• **TEXT PASSAGE**
┌──

And one more pic. These are 1-oz. name-embossed KI-1s: Emerald green Sun Drug Co. and cobalt Bowman's Drug Stores. Enjoy! Jim


----------



## Lynette (Jul 29, 2006)

AMAZING..........I have a few poison's but nothing like those


----------



## BRIAN S. (Jul 29, 2006)

_Wow Jim ! Thanks for sharing the awesome poisons pics !_
_You gotta love those Store embossed poisons !!!!_
_ Very Nice ~_


----------



## annie44 (Jul 29, 2006)

Thanks for sharing the pictures!  You have a very impressive collection!


----------



## Jim (Jul 29, 2006)

└──

• **PROBLEM SET**
a - In the poison bottle thread, what color is the Sun Drug Co. bottle?
b - Continue the poison bottle thread from where it stops.
The data after this point is not needed.

• **DATA SHOWN**
┌──

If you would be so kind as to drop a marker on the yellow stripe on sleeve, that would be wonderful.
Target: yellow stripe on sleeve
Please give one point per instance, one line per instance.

└──

• **ANSWERS GIVEN**
a - Emerald green.

b -
Thanks for the great replies. The store-embossed ones are sweet, just hard to find and a lot of $$! These came in sizes up to 32 oz. A friend of mine in the poison club has a full set of the cobalt KI-1s, 1/2 to 32 oz. You can check them out at www.poisonbottleclub.org. Whenever I get a few more of these built up, I'll be sure to post them here. Thanks again! ~Jim


----------



## madman (Aug 7, 2006)

hey jim those store poisons are freakin amazing !!! man.... thanks for sharing mike


----------



## Jim (Aug 7, 2006)

Thanks, Mike. I hope to get a few more of them in the near future. They are very hard to find, but I will find them []. ~Jim


----------



## madman (Aug 9, 2006)

god speed my brother  mike


----------



## poisons4me (Aug 23, 2006)

Awsome Jim,just plain awsome......


----------



## Jim (Aug 23, 2006)

Thanks, Rick. I made a trade for five new ones recently, including the emerald green 4-oz. Have you picked up any new KIs lately? Good to hear from you! ~Jim


----------



## deepwoods (Aug 23, 2006)

Very, very, nice Jim. Reminds me, I need to get back to that Paines dump.


----------



## Jim (Aug 24, 2006)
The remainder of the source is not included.